*WORK TO BE COMPLETED*: According to the dirt skirt thread, how long was the round trip to Suffolk that Codfinger reports?

*PROVIDED TEXT*:
-- Start --

# Dirt skirt



## Codfinger (Jan 11, 2008)

Have had a problem with crud blowing up the back of the m/h getting the camera dirty etc so I fitted one of these http://www.motorhomesmudflaps.com/index.php?categoryID=86 
We have just come back from a 450 mile round trip to Suffolk and can report that the new dirt skirt certainly worked well and that only a small amount of salty crud found its way up the back of the m/h, well pleased with the product and the friendly company that supplied it, very promptly I should add and no fuss to fit as well.  
Chris


----------



## time-traveller (Apr 23, 2007)

Thanks for the link - I've always wondered where I'd get one of those from



Codfinger said:


> Have had a problem with crud blowing up the back of the m/h getting the camera dirty etc so I fitted one of these http://www.motorhomesmudflaps.com/index.php?categoryID=86
> We have just come back from a 450 mile round trip to Suffolk and can report that the new dirt skirt certainly worked well and that only a small amount of salty crud found its way up the back of the m/h, well pleased with the product and the friendly company that supplied it, very promptly I should add and no fuss to fit as well.
> Chris


----------



## Codfinger (Jan 11, 2008)

*dirt skirt*

No problem I found the add in the back of the MMM mag.
Chris


----------



## whistlinggypsy (May 1, 2005)

Had one on the back of our last 4 MHs (same one) and it has done over 140,000 miles over the years, a great bit of kit.

Bob


----------

-- End --

(Object location annotation data)
-- Start --

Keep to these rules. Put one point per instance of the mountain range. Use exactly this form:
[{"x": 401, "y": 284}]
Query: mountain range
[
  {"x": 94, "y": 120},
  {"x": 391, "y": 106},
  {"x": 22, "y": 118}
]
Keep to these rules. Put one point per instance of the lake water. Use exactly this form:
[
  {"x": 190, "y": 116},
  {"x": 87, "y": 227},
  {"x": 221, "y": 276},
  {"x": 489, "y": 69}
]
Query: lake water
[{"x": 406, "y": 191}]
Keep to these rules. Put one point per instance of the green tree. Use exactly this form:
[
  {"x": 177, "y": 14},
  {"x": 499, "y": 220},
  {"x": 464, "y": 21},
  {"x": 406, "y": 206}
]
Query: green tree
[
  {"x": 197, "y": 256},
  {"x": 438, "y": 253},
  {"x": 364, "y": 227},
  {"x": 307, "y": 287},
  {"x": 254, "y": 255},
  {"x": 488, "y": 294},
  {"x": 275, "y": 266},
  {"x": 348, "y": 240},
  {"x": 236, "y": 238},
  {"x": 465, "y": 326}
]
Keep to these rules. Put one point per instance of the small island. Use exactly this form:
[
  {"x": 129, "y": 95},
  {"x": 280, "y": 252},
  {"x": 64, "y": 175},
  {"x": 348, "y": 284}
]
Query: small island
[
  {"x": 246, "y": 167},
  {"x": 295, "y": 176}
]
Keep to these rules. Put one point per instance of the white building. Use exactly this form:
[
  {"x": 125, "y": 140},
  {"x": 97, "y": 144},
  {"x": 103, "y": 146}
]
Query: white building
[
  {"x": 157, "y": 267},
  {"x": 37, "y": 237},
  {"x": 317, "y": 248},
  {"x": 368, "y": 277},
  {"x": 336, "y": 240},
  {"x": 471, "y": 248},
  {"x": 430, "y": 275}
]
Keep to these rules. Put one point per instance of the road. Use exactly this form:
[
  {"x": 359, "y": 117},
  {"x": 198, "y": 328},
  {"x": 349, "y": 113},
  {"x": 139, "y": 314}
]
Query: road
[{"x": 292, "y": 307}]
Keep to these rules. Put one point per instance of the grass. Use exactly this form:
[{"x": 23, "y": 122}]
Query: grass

-- End --

*ANSWER FOR THE TASK*: It was a 450 mile round trip.